▶ [PROBLEM]: Copy the lines word for word from the very beginning through the line that contains "pixel 688 488", and leave the pictures out of your copy.

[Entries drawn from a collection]
•••••

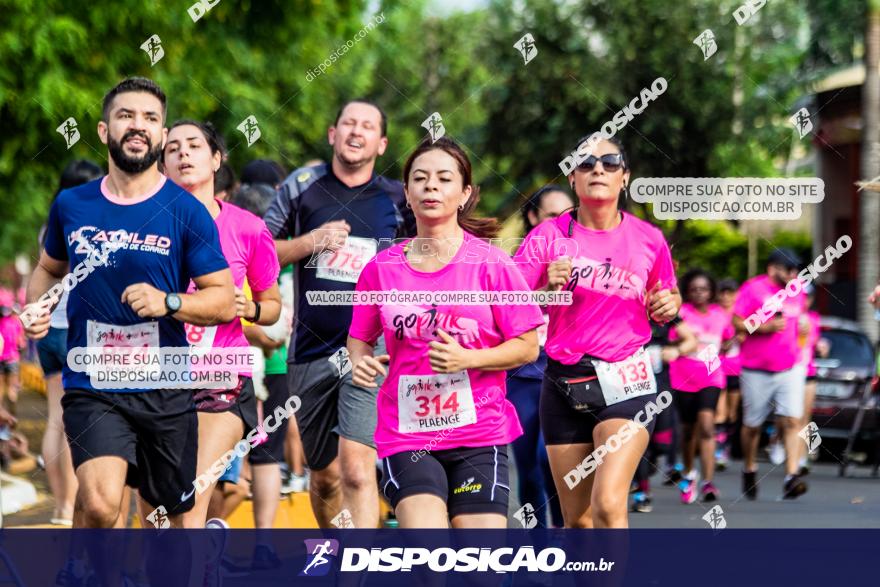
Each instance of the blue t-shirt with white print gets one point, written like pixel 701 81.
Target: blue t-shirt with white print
pixel 164 238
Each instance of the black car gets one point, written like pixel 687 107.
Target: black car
pixel 844 376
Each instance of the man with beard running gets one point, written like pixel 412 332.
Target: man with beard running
pixel 149 238
pixel 327 221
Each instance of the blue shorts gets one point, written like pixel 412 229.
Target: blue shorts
pixel 52 350
pixel 232 472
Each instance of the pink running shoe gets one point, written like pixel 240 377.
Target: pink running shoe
pixel 688 488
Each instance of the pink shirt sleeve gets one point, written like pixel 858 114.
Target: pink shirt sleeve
pixel 263 267
pixel 366 324
pixel 532 257
pixel 746 302
pixel 512 321
pixel 663 270
pixel 729 331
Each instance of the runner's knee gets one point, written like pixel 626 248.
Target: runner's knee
pixel 608 506
pixel 325 482
pixel 98 511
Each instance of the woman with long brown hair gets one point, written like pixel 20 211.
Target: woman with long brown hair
pixel 443 420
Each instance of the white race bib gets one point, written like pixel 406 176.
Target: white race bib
pixel 145 334
pixel 626 379
pixel 347 263
pixel 542 331
pixel 434 402
pixel 200 336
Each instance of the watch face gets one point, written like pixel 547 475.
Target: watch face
pixel 173 302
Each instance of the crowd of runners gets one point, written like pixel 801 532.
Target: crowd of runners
pixel 400 400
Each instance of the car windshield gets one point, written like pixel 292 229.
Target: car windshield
pixel 850 348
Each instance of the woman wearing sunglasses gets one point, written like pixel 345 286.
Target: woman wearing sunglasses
pixel 599 377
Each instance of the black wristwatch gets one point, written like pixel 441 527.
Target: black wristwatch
pixel 172 303
pixel 256 313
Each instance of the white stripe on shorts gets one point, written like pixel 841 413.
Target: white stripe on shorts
pixel 391 478
pixel 494 473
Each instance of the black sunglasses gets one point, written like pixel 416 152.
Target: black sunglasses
pixel 611 162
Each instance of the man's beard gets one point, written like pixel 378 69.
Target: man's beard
pixel 130 164
pixel 355 163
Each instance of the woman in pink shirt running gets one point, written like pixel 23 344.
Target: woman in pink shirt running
pixel 444 422
pixel 697 379
pixel 599 384
pixel 193 153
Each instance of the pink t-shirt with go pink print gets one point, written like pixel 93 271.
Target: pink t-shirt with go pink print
pixel 417 408
pixel 777 351
pixel 250 251
pixel 692 373
pixel 612 270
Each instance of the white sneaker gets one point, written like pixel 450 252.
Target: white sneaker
pixel 776 452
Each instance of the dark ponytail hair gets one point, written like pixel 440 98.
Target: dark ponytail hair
pixel 480 227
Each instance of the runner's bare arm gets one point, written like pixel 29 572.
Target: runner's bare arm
pixel 450 357
pixel 365 367
pixel 687 343
pixel 46 278
pixel 270 306
pixel 330 236
pixel 775 324
pixel 212 303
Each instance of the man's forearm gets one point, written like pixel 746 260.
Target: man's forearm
pixel 41 281
pixel 207 307
pixel 294 250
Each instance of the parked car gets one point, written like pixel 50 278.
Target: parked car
pixel 843 377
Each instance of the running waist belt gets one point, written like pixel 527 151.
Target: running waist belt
pixel 592 383
pixel 578 383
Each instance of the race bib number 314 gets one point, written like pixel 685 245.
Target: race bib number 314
pixel 435 402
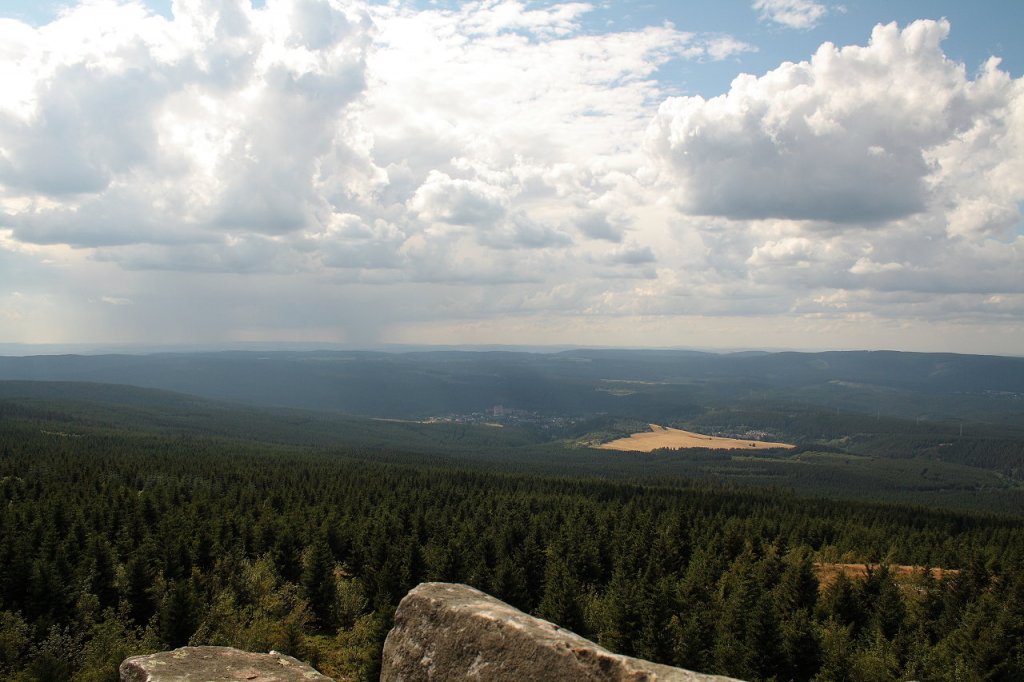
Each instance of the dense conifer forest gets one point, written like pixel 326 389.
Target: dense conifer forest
pixel 120 541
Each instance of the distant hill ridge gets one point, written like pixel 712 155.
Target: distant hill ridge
pixel 429 383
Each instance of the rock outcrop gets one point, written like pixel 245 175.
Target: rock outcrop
pixel 453 632
pixel 210 664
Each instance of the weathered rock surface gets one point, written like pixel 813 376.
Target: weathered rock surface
pixel 210 664
pixel 453 632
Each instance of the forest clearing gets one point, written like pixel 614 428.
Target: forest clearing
pixel 663 436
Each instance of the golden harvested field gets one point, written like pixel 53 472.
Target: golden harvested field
pixel 827 572
pixel 660 436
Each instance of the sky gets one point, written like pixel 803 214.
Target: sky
pixel 732 174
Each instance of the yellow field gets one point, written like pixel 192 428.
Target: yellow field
pixel 660 436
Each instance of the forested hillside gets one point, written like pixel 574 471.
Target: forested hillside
pixel 647 384
pixel 115 542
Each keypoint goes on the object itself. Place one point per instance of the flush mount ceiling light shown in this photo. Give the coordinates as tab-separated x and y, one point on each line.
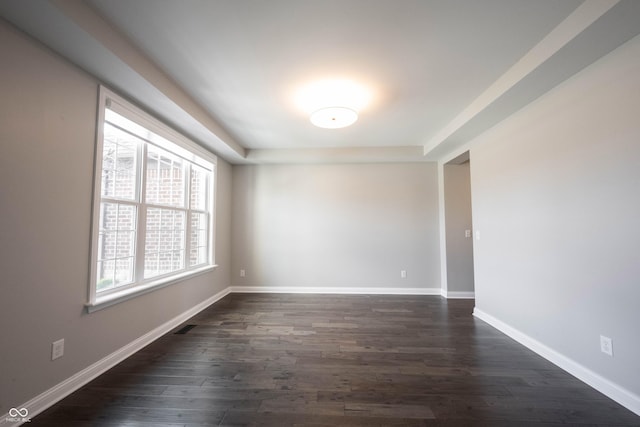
334	117
333	104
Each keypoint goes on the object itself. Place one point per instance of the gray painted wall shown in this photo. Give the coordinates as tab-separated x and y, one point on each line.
556	198
457	206
352	225
47	139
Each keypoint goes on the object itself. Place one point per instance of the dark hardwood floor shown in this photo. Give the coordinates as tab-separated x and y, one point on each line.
336	360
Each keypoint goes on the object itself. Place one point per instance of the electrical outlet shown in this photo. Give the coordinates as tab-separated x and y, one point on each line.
606	345
57	349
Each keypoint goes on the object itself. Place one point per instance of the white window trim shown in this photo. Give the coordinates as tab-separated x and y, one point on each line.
123	107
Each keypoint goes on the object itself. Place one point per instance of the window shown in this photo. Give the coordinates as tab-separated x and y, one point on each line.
153	205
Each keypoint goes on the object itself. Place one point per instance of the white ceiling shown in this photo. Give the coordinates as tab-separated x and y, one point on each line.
440	71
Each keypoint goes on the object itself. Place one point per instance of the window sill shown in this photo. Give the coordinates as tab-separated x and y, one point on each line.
127	294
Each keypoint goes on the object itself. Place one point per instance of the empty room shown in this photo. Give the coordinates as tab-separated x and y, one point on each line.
319	213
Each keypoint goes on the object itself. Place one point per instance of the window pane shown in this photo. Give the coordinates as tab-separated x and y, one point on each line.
116	245
119	167
199	239
165	241
199	186
165	178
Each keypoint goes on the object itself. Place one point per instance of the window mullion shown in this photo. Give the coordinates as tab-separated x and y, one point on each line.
187	229
141	230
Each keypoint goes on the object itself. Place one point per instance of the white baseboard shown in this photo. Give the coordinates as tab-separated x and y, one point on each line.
621	395
47	399
334	290
43	401
458	295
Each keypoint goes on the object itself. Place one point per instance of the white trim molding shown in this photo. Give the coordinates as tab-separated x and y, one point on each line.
334	290
458	295
610	389
58	392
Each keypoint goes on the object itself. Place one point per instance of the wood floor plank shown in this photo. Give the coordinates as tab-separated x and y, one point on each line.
336	360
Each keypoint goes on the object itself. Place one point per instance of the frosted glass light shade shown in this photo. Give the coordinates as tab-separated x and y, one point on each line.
334	117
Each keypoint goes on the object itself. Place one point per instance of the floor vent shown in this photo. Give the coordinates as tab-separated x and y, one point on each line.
184	329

•••••

▶ [SOLUTION TO THE EXERCISE]:
Each instance of the blue t-shirt with white print gets one point, written like pixel 701 81.
Target: blue t-shirt with white print
pixel 164 238
Each instance of the black car gets one point, written like pixel 687 107.
Target: black car
pixel 844 376
Each instance of the man with beard running gets one point, written like pixel 412 332.
Target: man with beard running
pixel 149 238
pixel 327 221
Each instance of the blue shorts gets one point, written like pixel 412 229.
Target: blue shorts
pixel 52 350
pixel 232 472
Each instance of the pink running shoe gets one point, written like pixel 240 377.
Target: pink running shoe
pixel 688 488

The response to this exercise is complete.